▸ Short task
Collect every line of the items below that contains the word "dark", paying attention to case.

▸ Records shown
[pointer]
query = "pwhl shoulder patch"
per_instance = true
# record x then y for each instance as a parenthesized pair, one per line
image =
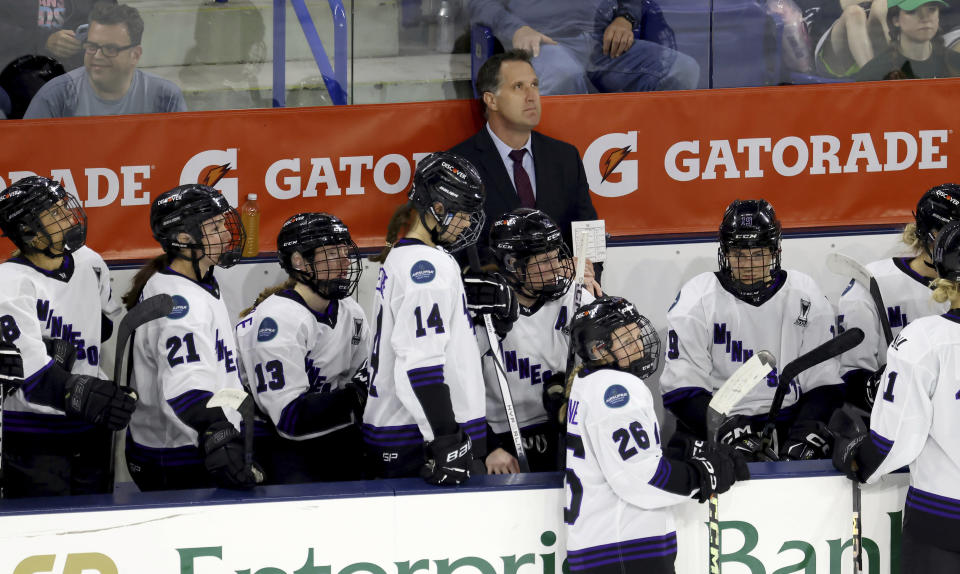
(616, 396)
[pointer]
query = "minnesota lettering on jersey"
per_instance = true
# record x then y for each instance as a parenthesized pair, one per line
(521, 365)
(225, 354)
(57, 329)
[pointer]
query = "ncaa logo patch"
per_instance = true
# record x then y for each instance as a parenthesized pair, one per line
(180, 308)
(423, 271)
(267, 330)
(616, 396)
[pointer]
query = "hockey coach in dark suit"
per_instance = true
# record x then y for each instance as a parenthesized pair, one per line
(519, 166)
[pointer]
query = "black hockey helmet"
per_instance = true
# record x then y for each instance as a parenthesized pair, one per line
(938, 206)
(946, 252)
(598, 326)
(36, 208)
(452, 181)
(188, 209)
(521, 239)
(749, 224)
(23, 77)
(336, 275)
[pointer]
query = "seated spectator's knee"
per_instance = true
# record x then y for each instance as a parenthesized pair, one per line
(684, 74)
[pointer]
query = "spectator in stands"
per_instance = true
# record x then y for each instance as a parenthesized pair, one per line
(916, 48)
(519, 166)
(580, 46)
(109, 82)
(854, 38)
(44, 28)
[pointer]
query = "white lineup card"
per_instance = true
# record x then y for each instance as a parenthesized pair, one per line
(595, 233)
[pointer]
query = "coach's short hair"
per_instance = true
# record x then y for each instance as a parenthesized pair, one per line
(109, 14)
(488, 78)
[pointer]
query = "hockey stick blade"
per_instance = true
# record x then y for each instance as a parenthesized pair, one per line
(149, 309)
(828, 350)
(846, 266)
(740, 383)
(496, 351)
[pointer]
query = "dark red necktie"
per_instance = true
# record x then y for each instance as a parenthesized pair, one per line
(521, 180)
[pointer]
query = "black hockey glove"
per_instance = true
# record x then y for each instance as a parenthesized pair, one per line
(99, 402)
(64, 353)
(718, 468)
(807, 440)
(554, 389)
(489, 293)
(738, 432)
(224, 457)
(845, 454)
(449, 459)
(11, 366)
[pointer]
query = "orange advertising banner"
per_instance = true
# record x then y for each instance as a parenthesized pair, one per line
(657, 163)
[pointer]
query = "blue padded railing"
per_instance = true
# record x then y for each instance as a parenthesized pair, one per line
(335, 76)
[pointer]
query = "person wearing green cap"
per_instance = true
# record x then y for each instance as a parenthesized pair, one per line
(853, 39)
(916, 45)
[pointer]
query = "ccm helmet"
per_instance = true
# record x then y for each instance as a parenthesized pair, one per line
(612, 325)
(186, 209)
(336, 274)
(531, 253)
(454, 183)
(938, 206)
(946, 252)
(747, 225)
(39, 216)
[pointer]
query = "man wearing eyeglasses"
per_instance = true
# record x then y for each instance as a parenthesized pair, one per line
(109, 82)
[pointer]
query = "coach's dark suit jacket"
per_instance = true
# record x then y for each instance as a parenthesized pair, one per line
(562, 191)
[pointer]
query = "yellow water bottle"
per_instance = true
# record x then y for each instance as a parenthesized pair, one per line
(250, 217)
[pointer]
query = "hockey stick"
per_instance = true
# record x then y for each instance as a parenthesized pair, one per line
(149, 309)
(741, 382)
(496, 351)
(849, 267)
(828, 350)
(578, 286)
(242, 402)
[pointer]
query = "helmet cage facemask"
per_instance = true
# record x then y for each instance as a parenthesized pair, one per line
(599, 350)
(195, 250)
(517, 270)
(766, 272)
(468, 234)
(27, 220)
(330, 289)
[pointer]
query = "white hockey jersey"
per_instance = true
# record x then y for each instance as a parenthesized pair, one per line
(181, 359)
(535, 348)
(289, 350)
(710, 333)
(423, 336)
(907, 297)
(914, 419)
(63, 304)
(615, 473)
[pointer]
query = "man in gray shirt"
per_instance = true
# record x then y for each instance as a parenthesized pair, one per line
(109, 82)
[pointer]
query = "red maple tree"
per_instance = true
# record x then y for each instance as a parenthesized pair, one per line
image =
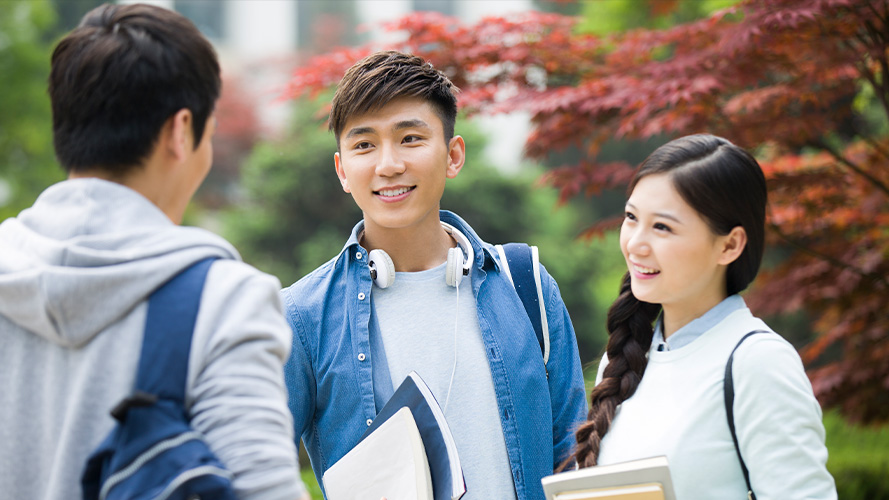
(803, 83)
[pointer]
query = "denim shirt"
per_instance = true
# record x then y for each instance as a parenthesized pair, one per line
(332, 368)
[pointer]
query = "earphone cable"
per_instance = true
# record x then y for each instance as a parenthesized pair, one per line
(454, 369)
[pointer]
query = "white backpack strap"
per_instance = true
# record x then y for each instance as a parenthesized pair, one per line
(535, 263)
(504, 264)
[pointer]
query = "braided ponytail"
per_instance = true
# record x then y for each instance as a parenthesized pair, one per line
(629, 338)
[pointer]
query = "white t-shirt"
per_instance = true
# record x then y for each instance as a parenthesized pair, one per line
(416, 315)
(678, 410)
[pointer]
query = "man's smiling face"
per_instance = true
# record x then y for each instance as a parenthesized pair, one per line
(395, 161)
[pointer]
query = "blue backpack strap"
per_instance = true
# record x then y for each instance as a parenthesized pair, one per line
(166, 344)
(728, 387)
(522, 270)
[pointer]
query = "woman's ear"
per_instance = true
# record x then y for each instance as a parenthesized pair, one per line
(733, 245)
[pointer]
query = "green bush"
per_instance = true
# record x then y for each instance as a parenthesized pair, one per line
(858, 459)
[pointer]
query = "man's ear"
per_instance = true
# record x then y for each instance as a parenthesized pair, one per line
(733, 245)
(180, 135)
(341, 173)
(456, 156)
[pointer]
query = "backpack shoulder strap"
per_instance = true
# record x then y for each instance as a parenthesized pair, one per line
(520, 263)
(729, 392)
(166, 345)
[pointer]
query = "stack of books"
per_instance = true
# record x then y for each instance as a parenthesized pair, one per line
(408, 453)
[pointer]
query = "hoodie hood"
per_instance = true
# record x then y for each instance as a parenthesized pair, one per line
(86, 254)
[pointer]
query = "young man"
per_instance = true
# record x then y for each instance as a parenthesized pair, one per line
(363, 321)
(133, 90)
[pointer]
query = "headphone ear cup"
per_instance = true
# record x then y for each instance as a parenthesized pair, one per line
(381, 264)
(454, 270)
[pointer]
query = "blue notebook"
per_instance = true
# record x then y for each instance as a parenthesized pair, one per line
(441, 451)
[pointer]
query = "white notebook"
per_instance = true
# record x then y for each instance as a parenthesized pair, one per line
(390, 462)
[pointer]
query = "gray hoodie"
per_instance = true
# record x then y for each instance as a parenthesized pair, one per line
(76, 270)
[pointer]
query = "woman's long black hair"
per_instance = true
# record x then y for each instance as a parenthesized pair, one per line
(727, 188)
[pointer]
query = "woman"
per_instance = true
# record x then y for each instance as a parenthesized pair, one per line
(693, 239)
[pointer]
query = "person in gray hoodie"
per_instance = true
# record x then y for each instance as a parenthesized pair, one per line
(133, 90)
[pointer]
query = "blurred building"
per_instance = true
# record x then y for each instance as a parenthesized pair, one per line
(260, 42)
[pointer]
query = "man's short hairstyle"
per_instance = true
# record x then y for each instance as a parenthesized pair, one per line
(381, 77)
(119, 76)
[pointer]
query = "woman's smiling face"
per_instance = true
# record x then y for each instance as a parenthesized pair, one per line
(674, 258)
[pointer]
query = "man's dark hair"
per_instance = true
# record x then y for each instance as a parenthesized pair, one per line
(119, 76)
(379, 78)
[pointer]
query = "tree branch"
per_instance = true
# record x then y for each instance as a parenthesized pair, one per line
(882, 16)
(827, 258)
(821, 143)
(874, 144)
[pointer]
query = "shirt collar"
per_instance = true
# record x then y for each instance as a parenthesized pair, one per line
(697, 327)
(478, 246)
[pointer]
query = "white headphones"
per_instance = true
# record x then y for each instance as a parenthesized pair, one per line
(382, 269)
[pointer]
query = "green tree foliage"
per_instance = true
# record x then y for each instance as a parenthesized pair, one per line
(783, 78)
(27, 159)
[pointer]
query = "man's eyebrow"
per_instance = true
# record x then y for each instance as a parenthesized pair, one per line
(359, 131)
(413, 123)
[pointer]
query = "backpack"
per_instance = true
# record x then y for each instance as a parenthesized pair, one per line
(153, 452)
(728, 389)
(520, 263)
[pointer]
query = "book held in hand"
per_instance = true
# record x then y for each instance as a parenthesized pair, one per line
(390, 463)
(364, 471)
(645, 479)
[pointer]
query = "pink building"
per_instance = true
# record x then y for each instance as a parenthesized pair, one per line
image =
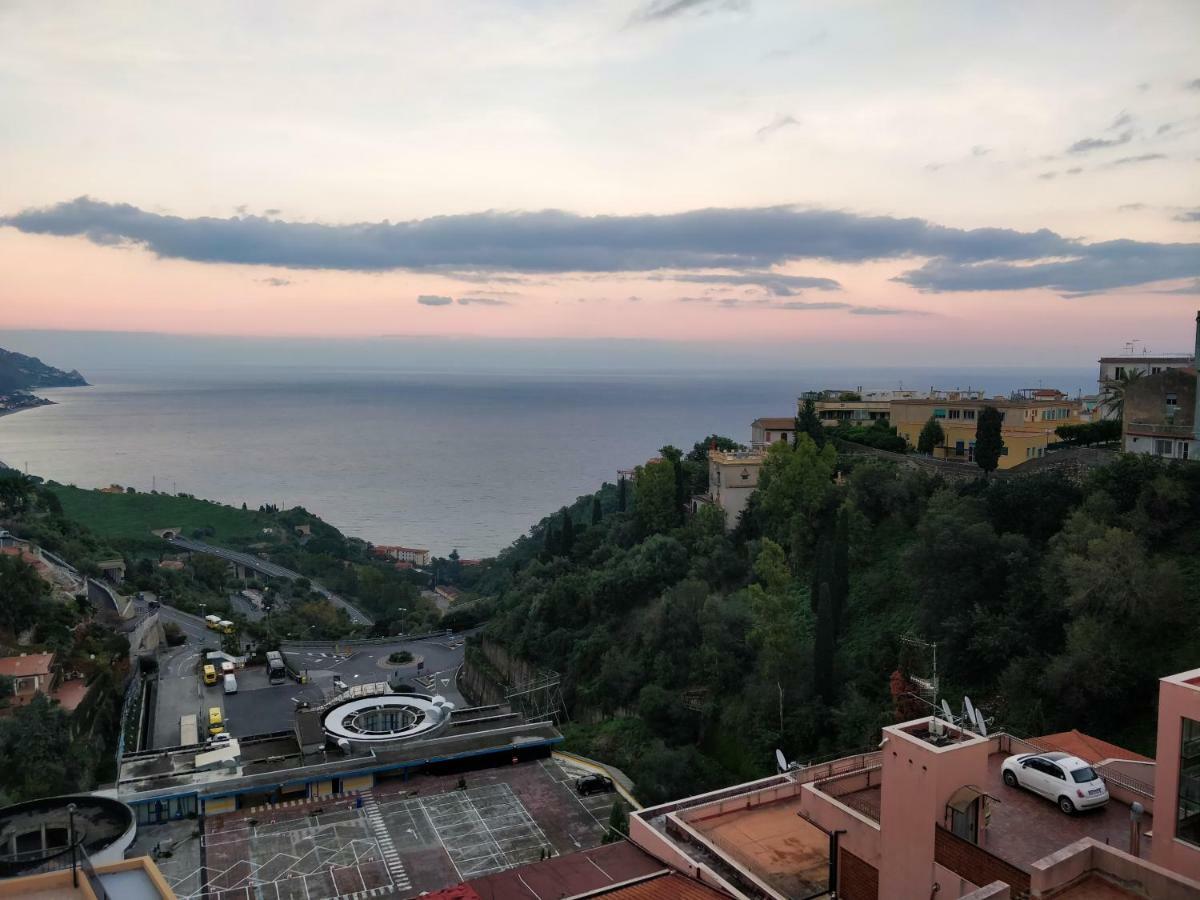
(928, 815)
(1177, 785)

▸ Final answer
query = "hockey coach in dark suit"
query = "dark red necktie"
query = "coach's dark suit jacket"
query = "man's dark hair"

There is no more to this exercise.